[start of RECORDS FOR THE TASK]
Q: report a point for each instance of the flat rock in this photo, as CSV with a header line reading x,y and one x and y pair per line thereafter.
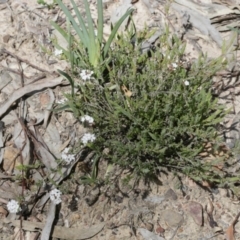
x,y
170,194
195,210
172,219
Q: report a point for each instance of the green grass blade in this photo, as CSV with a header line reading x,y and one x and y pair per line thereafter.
x,y
114,31
60,30
71,81
80,19
100,21
92,50
83,38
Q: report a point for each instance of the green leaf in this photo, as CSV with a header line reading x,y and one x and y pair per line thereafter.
x,y
68,77
84,38
93,50
100,21
114,32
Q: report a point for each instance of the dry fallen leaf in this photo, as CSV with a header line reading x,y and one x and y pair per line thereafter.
x,y
61,232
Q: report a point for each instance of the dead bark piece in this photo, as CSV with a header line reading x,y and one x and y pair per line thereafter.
x,y
62,232
45,83
46,232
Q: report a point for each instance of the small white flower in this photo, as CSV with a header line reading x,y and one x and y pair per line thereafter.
x,y
55,196
86,74
186,83
58,52
88,137
67,158
13,206
87,118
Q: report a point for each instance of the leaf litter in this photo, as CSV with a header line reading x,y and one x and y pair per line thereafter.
x,y
29,87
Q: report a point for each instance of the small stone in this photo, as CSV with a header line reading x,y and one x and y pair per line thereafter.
x,y
6,38
172,219
170,194
195,209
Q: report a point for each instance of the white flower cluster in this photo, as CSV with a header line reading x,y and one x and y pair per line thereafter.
x,y
55,196
88,137
86,74
67,158
58,52
87,118
13,206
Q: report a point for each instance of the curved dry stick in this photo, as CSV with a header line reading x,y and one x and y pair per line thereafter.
x,y
36,86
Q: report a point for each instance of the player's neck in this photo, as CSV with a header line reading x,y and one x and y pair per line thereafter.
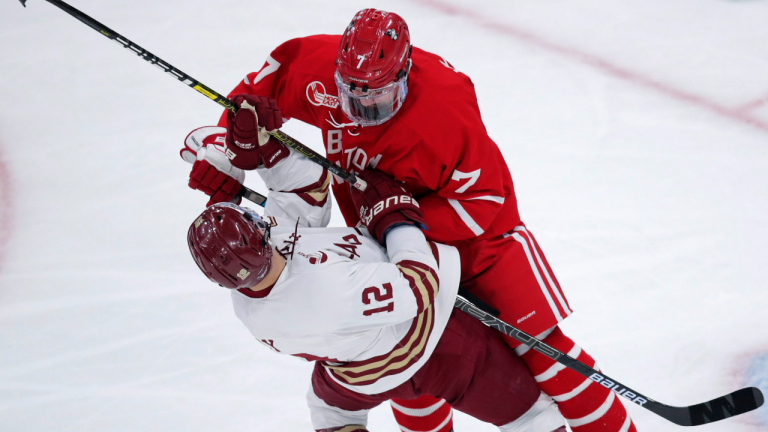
[end of RECORDS FOR THE TASK]
## WHAT THIS TASK INVOLVES
How many lines in the material contain the string "white", with case taken into account? Reply with the number alone.

## SOLUTION FOR THIS TASK
2